Reproduce exactly the lines from the line containing "the black fence" through the end of the records below, including both ends, and nothing else.

· · · ·

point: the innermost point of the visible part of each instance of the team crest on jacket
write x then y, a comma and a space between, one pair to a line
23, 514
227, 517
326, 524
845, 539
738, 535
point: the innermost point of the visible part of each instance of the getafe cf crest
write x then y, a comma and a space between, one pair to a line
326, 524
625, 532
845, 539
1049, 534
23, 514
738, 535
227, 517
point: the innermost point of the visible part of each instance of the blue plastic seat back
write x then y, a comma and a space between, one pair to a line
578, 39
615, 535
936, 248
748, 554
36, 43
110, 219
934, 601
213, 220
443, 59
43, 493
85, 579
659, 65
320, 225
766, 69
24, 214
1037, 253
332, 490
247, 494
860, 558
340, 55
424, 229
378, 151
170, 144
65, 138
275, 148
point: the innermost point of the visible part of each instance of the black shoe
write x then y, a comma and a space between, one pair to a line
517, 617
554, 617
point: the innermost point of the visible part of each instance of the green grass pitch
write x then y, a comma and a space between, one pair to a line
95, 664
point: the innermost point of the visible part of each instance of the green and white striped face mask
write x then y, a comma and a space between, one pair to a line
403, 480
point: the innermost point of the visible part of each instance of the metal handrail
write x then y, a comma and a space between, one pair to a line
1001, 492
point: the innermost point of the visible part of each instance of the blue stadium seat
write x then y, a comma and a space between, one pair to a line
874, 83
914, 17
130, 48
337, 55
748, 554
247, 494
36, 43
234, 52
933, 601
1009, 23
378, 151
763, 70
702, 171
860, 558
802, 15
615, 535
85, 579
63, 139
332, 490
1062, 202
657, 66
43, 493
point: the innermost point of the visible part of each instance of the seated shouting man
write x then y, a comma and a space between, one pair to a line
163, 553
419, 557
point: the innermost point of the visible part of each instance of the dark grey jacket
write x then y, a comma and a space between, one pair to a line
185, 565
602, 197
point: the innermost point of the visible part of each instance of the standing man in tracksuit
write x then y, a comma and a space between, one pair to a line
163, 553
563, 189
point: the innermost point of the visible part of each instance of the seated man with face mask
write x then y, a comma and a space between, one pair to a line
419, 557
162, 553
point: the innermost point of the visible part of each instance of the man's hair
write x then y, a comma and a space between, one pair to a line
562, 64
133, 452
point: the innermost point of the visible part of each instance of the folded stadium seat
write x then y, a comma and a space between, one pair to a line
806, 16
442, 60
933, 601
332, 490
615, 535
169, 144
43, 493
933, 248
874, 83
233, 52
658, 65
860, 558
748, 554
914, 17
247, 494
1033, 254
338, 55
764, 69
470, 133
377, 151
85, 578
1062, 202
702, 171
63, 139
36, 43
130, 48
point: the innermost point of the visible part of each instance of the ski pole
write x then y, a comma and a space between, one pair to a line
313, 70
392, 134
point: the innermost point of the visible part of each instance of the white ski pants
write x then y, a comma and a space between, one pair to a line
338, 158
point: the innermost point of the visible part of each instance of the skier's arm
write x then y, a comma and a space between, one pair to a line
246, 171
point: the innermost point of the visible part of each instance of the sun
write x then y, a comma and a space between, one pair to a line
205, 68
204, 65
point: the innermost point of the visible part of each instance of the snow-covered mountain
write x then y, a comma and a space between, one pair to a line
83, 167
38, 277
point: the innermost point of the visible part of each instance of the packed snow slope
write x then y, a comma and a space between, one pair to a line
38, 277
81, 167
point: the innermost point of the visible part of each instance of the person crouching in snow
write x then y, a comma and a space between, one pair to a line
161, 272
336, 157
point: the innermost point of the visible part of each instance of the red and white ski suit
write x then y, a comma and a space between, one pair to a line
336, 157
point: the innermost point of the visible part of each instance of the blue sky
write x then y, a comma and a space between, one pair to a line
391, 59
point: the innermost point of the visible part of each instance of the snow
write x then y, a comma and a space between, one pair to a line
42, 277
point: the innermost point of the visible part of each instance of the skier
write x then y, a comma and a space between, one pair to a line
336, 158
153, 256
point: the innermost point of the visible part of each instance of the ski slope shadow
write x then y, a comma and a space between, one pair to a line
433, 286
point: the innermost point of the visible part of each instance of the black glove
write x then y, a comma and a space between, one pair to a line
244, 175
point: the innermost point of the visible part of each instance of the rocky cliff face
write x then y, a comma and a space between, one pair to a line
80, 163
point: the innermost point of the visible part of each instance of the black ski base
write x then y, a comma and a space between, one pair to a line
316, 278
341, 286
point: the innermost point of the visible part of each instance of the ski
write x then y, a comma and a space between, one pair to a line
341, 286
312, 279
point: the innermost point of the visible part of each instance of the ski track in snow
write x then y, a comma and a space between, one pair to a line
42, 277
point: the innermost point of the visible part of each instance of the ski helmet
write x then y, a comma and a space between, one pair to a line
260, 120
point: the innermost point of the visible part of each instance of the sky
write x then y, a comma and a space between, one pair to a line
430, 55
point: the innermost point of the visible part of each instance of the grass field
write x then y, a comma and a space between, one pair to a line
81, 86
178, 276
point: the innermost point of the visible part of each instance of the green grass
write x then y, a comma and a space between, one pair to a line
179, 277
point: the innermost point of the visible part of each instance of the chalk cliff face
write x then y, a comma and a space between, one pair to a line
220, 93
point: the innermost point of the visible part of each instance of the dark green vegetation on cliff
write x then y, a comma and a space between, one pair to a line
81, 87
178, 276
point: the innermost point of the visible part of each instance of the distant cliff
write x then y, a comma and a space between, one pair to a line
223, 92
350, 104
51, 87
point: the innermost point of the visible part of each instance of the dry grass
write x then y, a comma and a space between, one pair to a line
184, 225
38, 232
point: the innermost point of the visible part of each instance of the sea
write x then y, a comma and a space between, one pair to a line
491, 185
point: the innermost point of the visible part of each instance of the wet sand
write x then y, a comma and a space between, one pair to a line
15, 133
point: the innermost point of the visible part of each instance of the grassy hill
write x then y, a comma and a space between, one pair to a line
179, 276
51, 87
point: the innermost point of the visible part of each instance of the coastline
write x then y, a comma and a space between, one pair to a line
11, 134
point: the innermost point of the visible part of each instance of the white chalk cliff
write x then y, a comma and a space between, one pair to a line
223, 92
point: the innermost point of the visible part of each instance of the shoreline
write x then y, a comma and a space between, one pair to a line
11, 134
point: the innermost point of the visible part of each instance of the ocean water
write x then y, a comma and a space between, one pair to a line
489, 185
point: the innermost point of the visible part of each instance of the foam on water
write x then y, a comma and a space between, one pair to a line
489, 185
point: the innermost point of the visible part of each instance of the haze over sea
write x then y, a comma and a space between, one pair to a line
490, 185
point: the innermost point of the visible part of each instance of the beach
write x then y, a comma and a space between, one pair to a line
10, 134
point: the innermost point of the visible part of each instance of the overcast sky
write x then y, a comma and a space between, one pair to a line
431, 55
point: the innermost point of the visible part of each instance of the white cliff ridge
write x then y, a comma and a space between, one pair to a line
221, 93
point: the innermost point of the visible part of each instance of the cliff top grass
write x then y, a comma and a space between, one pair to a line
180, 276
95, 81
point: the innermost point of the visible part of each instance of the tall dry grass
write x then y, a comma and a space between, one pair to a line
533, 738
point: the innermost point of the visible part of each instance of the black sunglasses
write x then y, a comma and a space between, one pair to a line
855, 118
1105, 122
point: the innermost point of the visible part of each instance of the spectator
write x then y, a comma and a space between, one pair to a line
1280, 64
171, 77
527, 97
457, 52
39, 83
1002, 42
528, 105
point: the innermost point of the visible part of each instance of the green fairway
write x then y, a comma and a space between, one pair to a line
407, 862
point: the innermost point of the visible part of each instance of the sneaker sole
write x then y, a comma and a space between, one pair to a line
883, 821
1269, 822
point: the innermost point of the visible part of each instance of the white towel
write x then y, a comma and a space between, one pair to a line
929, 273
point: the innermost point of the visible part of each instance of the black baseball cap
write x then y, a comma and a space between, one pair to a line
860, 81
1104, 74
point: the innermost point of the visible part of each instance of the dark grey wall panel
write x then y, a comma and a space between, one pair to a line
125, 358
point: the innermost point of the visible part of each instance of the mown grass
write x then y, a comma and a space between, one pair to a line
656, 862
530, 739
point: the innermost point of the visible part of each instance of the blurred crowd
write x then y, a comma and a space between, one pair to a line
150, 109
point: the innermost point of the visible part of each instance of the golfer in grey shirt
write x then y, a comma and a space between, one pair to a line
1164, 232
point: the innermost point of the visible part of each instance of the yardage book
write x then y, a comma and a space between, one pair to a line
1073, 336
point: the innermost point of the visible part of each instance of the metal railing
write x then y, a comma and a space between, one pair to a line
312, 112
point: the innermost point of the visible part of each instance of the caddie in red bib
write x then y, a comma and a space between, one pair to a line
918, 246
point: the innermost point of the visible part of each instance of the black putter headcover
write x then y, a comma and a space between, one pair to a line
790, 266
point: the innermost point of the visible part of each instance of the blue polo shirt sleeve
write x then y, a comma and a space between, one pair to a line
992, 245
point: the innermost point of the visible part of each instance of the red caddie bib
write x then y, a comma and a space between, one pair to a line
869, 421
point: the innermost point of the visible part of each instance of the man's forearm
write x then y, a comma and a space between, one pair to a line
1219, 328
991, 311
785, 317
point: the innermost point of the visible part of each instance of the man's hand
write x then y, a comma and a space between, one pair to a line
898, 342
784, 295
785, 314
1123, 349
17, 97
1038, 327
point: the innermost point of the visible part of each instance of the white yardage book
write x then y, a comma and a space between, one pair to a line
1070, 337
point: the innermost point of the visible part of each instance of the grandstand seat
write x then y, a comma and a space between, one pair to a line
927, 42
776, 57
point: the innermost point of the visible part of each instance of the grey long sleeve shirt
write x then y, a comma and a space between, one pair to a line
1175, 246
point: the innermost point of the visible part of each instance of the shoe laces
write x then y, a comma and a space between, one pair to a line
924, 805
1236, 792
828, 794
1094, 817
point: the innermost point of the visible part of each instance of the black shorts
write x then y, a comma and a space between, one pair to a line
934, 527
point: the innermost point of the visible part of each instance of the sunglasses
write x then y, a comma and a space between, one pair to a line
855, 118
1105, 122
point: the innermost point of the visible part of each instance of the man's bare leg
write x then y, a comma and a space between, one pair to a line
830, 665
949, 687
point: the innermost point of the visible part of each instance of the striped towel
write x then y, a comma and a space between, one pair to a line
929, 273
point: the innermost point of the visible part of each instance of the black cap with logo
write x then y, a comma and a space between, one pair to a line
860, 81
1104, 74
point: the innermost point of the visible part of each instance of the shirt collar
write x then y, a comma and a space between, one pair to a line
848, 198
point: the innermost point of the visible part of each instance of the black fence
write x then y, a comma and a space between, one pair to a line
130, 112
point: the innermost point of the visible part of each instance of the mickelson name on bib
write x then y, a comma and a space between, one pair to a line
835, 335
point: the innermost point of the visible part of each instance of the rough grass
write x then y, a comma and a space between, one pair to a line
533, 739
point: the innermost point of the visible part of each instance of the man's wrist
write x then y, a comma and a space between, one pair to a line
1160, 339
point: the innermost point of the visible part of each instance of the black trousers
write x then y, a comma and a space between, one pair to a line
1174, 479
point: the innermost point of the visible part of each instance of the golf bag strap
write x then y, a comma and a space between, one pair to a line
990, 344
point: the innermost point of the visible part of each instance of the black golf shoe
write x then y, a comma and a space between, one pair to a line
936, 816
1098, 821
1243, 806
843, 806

· · · ·

◆ **TASK RESULT**
point: the innermost point of the visible part of each instance of the black fence
write x then y, a comma and a space between, one pair to a line
130, 112
point: the innermost point of the visible part of each instance of the mickelson name on bib
write x then y, a comma and a space between, one pair to a line
835, 335
point: the innermost point of the visible part of each instance of the rough grass
write x then y, a comma and a space between, one pair to a line
533, 739
point: the innermost point of the visible part of each instance of the man's wrist
write x then y, a comma and a space between, one pair to a line
1160, 339
point: the innermost point of the visible part of each instance of the black trousers
write x then y, a comma and a space between, one pair to a line
1174, 479
point: the innermost point of the visible part of each instance of the golf bag strap
write x then y, a comma and a space between, one pair to a line
990, 344
point: the innermost point of the visible part of each instance of the black golf shoe
write x then y, a comma and a space between, one pair to a line
936, 816
1098, 821
1243, 806
843, 806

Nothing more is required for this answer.